*Source document*
----

A meta-analysis has shown that even small increases in a mother's BMI can increase the risk of fetal death, stillbirth, and neonatal, perinatal, and infant death.
Even modest increases in maternal body mass index (BMI) are associated with increased risk of fetal death, stillbirth, and neonatal, perinatal, and infant death, according to a study that recently appeared in The Journal of the American Medical Association.
This was the first meta-analysis to comprehensively summarize results for the relationship between maternal BMI and fetal, perinatal, neonatal, and infant death as well, according to the researchers. They noted that their findings are supported by 2 studies of interpregnancy weight change that reported increased risk of stillbirth in the second pregnancy among women who gained weight between their first and second pregnancies.
The researchers conducted a systematic review and meta-analysis of cohort studies of maternal BMI and risk of fetal death, stillbirth, and infant death by searching the PubMed and Embase databases from inception to January 23, 2014.
For women with BMIs of 20, 25, and 30, absolute risks per 10,000 pregnancies for fetal death were 76, 82, and 102; for stillbirth, 40, 48, and 59; for perinatal death, 66, 73, and 86; for neonatal death, 20, 21, and 24; and for infant death, 33, 37, and 43, respectively.
“Weight management guidelines for women who plan pregnancies should take these findings into consideration to reduce the burden of fetal death, stillbirth, and infant death,” the researchers concluded.
Aune D, et al. Maternal body mass index and the risk of fetal death, stillbirth and infant death: a systematic review and meta-analysis. JAMA. 2014;311(15):1536–1546.

----

*Work request A*
Which databases did the researchers search, according to the BMI article?
*Work request B*
Echo the part of the BMI article starting at "A meta-analysis has" and ending at "and infant death.".
*Work request C*
Please turn the paragraph of the BMI article that begins "For women with BMIs of 20, 25, and 30" into a list, keeping its figures.

*Stored data*
----

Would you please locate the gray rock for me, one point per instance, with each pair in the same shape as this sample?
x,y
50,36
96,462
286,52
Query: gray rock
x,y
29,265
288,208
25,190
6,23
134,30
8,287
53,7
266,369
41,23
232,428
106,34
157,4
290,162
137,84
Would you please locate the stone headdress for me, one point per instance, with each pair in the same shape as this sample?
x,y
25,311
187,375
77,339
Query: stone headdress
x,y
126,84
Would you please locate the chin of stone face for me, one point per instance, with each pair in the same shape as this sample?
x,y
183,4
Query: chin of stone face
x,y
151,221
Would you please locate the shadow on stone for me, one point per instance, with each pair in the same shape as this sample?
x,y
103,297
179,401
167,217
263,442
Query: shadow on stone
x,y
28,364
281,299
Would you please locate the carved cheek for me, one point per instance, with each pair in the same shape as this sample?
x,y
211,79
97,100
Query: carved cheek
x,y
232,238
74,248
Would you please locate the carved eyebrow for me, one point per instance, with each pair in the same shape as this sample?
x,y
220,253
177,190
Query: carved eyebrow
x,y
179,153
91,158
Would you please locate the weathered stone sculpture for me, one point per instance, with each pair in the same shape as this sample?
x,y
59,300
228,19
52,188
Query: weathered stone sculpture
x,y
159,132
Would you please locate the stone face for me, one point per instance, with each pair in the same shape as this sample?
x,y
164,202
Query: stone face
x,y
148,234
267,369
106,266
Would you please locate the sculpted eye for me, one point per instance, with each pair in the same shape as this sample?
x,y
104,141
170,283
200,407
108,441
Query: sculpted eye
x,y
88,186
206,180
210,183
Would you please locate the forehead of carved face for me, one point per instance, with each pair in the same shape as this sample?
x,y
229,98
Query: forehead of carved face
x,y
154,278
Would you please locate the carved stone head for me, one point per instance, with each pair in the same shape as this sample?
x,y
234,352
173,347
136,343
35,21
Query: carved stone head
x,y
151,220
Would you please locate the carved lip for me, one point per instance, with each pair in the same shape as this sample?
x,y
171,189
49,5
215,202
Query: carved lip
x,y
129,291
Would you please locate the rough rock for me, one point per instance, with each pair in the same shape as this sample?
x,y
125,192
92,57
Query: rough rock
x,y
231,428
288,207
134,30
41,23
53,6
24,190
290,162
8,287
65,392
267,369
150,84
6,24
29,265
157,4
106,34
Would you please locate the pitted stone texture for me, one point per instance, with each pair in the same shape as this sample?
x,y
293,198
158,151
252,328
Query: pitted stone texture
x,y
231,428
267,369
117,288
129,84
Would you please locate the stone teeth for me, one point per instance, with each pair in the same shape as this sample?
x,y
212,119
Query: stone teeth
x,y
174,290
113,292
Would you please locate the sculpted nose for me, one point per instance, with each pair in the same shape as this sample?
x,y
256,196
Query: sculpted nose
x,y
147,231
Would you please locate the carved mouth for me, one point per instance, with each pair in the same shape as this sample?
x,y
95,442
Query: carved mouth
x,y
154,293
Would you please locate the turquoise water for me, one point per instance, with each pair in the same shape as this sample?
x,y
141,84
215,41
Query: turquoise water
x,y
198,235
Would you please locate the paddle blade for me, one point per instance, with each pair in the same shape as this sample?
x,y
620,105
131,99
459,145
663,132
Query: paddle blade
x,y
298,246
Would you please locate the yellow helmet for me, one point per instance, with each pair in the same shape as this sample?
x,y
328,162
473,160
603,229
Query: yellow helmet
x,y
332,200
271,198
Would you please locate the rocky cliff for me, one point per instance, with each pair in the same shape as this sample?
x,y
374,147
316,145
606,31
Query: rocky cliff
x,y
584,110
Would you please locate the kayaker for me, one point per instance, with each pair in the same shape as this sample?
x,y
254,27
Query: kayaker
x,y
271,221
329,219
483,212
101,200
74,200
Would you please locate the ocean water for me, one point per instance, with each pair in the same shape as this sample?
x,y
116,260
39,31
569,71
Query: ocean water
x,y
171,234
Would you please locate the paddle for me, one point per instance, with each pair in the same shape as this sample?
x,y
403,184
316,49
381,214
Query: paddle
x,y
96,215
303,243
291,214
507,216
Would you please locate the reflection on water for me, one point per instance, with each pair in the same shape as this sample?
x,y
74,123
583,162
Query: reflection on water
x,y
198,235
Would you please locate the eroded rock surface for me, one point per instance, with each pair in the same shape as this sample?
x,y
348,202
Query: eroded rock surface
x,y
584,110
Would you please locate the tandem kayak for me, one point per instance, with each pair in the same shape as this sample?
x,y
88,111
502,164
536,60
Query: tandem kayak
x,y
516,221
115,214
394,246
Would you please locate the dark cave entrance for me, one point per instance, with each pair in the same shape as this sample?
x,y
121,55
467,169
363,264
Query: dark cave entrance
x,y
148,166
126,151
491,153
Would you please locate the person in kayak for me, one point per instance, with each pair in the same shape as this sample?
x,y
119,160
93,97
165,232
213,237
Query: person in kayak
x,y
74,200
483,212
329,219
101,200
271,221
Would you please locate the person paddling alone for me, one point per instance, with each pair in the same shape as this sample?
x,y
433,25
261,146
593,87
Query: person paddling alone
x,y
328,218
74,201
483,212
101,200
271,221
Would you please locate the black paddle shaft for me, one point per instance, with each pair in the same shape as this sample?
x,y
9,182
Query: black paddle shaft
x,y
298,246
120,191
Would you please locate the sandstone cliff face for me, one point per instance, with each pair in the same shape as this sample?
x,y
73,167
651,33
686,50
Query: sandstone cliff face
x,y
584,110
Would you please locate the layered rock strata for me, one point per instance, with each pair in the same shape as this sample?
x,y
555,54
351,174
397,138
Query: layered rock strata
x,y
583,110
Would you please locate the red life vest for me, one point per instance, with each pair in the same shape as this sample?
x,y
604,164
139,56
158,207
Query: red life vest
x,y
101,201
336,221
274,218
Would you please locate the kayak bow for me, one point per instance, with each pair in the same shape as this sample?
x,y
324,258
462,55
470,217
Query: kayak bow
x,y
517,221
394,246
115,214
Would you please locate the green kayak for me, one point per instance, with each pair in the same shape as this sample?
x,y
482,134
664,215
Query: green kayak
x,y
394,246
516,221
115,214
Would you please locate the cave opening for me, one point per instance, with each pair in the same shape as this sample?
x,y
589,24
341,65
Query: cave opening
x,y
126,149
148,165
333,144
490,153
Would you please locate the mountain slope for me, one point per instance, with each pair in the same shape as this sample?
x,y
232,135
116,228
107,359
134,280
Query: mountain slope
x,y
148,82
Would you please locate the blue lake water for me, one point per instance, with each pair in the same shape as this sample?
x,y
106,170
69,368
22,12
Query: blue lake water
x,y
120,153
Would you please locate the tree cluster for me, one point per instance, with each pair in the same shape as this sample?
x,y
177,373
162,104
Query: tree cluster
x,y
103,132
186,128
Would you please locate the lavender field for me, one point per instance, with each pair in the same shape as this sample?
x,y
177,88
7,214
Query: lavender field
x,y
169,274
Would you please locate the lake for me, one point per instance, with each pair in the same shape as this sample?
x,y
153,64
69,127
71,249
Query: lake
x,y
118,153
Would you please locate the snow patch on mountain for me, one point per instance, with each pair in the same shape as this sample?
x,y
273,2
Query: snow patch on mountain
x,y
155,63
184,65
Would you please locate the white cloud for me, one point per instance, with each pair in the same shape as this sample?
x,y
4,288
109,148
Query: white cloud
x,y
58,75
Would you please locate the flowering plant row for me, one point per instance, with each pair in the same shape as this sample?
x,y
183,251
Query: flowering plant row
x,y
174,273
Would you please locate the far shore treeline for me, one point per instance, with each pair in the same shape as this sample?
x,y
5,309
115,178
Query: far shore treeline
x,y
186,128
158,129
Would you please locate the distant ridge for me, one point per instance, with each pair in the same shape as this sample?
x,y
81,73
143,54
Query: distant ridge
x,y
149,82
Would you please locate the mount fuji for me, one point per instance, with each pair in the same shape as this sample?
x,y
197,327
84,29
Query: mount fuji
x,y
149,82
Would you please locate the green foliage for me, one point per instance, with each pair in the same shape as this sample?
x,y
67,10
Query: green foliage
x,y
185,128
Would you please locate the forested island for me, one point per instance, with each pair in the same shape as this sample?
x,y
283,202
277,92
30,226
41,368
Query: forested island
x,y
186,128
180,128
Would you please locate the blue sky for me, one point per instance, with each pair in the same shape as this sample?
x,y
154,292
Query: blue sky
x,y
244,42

----

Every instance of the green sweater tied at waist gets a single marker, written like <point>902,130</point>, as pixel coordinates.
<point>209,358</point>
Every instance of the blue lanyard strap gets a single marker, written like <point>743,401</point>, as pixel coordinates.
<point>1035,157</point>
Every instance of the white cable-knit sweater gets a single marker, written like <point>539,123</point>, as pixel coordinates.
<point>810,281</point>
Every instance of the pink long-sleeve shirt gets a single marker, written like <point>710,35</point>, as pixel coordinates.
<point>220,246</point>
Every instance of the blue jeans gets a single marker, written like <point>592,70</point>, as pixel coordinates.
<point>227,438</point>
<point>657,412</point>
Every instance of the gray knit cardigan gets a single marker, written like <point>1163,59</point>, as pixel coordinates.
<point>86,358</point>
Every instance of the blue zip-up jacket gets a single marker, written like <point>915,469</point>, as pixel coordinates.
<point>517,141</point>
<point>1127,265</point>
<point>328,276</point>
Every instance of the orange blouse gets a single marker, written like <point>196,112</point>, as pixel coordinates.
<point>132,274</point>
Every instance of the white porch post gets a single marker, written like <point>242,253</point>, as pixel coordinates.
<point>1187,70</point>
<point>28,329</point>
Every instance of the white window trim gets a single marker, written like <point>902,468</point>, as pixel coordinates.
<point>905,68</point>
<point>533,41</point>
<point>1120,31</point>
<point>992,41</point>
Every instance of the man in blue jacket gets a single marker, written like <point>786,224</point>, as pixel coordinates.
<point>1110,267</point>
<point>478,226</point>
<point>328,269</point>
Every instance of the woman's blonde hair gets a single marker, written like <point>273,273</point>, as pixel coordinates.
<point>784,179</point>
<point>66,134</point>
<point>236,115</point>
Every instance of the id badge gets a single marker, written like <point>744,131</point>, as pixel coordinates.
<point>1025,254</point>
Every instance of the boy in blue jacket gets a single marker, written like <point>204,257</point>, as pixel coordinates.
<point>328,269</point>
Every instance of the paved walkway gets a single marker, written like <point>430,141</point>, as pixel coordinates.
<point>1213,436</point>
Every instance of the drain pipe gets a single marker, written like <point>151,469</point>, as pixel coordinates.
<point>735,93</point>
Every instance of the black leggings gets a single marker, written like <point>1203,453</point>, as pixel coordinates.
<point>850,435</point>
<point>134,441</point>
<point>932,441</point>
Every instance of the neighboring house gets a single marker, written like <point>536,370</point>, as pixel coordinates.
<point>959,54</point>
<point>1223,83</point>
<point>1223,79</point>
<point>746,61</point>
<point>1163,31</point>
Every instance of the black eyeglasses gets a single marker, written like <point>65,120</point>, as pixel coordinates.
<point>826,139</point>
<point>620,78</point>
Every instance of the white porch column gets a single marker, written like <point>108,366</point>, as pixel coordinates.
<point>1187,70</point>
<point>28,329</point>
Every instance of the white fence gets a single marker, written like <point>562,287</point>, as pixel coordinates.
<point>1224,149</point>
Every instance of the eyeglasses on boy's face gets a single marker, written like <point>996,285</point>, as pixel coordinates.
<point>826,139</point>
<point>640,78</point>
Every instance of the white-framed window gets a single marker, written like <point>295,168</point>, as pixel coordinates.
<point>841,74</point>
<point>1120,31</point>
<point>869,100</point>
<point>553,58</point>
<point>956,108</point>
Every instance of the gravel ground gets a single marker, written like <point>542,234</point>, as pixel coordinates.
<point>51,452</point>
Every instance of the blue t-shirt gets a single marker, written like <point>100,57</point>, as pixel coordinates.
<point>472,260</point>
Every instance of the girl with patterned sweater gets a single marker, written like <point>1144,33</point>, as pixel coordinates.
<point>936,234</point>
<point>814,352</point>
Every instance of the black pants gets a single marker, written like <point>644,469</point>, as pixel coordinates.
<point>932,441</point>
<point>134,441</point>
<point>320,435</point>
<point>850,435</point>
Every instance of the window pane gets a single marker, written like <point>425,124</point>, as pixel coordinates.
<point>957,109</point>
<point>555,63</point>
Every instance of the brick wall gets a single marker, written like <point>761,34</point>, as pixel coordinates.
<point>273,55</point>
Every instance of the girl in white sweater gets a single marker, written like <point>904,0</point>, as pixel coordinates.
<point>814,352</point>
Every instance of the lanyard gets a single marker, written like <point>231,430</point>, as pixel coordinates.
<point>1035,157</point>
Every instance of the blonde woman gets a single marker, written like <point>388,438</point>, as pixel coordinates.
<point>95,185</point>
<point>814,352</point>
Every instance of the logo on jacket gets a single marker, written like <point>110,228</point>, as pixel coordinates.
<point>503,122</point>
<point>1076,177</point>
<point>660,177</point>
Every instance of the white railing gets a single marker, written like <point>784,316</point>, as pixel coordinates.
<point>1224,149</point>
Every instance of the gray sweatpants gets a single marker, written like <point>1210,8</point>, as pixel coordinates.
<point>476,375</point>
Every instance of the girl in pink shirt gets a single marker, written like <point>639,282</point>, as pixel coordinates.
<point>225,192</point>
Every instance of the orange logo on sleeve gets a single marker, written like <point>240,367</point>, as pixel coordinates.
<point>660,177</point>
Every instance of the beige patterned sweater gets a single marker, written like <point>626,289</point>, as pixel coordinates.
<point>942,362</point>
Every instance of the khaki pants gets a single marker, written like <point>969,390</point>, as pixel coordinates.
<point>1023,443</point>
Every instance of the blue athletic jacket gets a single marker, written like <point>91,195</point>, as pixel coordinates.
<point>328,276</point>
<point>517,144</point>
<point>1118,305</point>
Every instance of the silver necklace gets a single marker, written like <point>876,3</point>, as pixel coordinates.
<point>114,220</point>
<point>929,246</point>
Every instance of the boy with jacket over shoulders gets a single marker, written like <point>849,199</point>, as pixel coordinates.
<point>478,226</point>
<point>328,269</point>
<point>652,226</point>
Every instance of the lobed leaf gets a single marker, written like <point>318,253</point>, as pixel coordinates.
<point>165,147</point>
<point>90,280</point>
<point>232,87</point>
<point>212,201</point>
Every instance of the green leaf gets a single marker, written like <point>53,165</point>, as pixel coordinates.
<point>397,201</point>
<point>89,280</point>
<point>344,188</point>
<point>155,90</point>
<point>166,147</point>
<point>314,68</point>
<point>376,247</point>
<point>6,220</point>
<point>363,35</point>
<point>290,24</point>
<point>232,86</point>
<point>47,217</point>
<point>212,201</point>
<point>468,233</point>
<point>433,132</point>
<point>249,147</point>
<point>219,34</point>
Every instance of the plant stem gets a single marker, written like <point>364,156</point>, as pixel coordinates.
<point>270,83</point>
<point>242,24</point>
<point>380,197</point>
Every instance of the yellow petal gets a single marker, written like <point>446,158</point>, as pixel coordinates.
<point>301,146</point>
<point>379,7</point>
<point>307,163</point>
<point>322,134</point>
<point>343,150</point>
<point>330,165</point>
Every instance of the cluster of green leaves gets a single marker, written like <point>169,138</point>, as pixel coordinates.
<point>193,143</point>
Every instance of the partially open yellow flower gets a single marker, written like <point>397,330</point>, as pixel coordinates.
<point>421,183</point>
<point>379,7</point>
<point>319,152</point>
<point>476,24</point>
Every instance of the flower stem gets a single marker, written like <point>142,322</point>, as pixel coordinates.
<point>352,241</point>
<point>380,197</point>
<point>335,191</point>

----

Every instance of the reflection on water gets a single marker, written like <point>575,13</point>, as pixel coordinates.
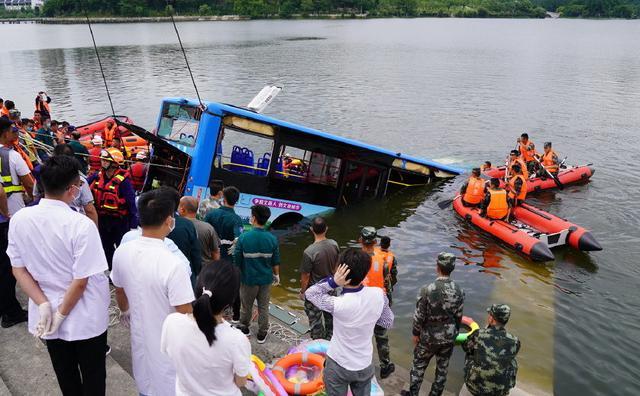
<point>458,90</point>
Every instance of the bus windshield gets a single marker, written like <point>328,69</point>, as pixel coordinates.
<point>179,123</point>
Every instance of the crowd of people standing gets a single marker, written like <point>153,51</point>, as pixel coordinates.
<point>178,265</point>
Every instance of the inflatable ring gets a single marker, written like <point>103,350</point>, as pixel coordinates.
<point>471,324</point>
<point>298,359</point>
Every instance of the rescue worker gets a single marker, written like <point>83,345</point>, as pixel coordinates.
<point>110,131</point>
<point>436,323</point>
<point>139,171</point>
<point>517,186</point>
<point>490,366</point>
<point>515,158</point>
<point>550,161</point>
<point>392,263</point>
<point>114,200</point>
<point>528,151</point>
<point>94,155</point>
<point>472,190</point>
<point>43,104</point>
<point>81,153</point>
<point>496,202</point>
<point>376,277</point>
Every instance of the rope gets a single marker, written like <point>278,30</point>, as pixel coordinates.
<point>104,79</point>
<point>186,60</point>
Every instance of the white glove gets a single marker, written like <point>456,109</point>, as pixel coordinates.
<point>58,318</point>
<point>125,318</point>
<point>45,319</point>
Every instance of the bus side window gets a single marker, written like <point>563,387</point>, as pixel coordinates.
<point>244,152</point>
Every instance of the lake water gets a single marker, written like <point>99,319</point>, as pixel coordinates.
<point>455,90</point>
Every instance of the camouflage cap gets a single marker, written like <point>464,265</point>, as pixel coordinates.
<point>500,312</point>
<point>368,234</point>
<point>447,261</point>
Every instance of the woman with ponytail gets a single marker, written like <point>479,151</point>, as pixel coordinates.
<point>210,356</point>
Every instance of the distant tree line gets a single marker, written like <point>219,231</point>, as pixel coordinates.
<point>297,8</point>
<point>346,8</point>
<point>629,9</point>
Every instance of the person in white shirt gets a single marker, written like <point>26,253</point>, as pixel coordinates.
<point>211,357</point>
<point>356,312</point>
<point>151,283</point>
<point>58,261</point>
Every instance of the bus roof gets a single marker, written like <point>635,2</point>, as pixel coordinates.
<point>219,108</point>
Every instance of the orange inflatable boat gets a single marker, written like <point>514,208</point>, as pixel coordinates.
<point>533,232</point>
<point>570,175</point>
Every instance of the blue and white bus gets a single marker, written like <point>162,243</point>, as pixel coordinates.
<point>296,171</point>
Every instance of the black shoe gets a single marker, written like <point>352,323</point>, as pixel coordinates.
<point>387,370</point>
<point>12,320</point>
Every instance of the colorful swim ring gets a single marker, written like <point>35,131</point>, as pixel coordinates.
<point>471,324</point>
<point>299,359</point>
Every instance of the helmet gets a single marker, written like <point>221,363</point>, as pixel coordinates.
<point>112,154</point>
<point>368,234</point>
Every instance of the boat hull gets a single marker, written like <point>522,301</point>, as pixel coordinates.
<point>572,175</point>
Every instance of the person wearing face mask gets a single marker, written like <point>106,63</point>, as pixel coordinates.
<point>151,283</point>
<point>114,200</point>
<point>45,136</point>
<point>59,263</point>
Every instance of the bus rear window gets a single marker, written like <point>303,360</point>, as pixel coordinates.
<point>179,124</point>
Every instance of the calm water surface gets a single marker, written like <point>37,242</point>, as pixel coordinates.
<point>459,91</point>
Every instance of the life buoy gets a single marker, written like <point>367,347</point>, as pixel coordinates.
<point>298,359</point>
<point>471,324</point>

----

*Written response A*
PubMed and Embase.

*Written response B*
A meta-analysis has shown that even small increases in a mother's BMI can increase the risk of fetal death, stillbirth, and neonatal, perinatal, and infant death.

*Written response C*
Absolute risks per 10,000 pregnancies for women with BMIs of 20, 25, and 30:
- Fetal death: 76, 82, 102
- Stillbirth: 40, 48, 59
- Perinatal death: 66, 73, 86
- Neonatal death: 20, 21, 24
- Infant death: 33, 37, 43